Текст для чтения —

□ □ □ □ □

Если бы те жертвы, на которые я тогда шел, способствовали карьере матери, в моих лишениях был бы хоть какой-то смысл. Однако по возвращении домой неизбежно наступал тот ужасный момент, когда все написанные мамой полотна предъявлялись на суд отца. Он принимал решение, что следует выставлять, а что — нет. Это было хуже, чем таможенный осмотр, на котором у вас нашли контрабанду. К тому времени он был уже не единственным судьей — присутствовали представители художественных галерей. Вполне вероятно, их совместные суждения были вполне справедливы, однако и тогда, и сейчас я уверен, что единственная радость от законченного образования—это то, что больше нет необходимости чувствовать себя так, будто сдаешь экзамен. И ничто на свете не стоит того, чтобы взрослый человек снова оказывался в положении школяра, перед экзаменационной комиссией.
Все это отвратило меня от изобразительного искусства, и моя естественная любовь к нему долгое время никак не проявлялась.

□ □ □ □ □

Перечень пунктов —

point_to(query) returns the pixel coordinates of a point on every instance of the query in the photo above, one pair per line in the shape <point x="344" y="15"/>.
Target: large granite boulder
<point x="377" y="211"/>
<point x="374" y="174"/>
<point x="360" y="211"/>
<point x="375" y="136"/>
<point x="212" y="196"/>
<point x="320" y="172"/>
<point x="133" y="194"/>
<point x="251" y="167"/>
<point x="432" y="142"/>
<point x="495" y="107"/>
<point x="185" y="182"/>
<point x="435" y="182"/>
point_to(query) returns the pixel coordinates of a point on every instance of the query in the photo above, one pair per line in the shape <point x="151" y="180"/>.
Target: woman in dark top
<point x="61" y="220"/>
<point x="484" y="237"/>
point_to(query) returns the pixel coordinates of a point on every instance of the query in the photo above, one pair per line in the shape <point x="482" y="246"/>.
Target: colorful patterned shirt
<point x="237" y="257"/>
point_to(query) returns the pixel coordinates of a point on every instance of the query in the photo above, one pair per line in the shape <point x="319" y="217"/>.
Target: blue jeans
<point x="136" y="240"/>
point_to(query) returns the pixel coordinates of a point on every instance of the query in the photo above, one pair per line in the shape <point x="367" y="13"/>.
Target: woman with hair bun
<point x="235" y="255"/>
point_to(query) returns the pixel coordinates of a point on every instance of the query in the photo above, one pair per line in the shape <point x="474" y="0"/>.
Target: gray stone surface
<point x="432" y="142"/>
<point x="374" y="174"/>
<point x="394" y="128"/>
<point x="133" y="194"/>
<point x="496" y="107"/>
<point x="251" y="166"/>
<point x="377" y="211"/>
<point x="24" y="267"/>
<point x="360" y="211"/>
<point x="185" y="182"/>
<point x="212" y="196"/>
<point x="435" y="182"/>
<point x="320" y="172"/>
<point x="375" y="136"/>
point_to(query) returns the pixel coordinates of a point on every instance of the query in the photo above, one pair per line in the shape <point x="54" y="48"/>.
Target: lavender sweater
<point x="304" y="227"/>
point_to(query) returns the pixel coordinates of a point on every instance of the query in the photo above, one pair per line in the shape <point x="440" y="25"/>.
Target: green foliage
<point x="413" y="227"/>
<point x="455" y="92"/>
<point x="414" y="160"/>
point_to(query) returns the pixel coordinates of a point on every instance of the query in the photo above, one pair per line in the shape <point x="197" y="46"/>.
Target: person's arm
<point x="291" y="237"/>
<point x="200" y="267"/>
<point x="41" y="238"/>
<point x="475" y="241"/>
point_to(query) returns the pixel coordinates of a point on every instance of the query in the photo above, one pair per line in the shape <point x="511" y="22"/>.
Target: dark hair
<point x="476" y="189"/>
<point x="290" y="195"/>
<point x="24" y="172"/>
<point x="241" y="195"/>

□ □ □ □ □

Задание — Кто, судя по тексту для чтения, решал, какие мамины полотна выставлять, а какие нет?

Ответ ниже — Отец.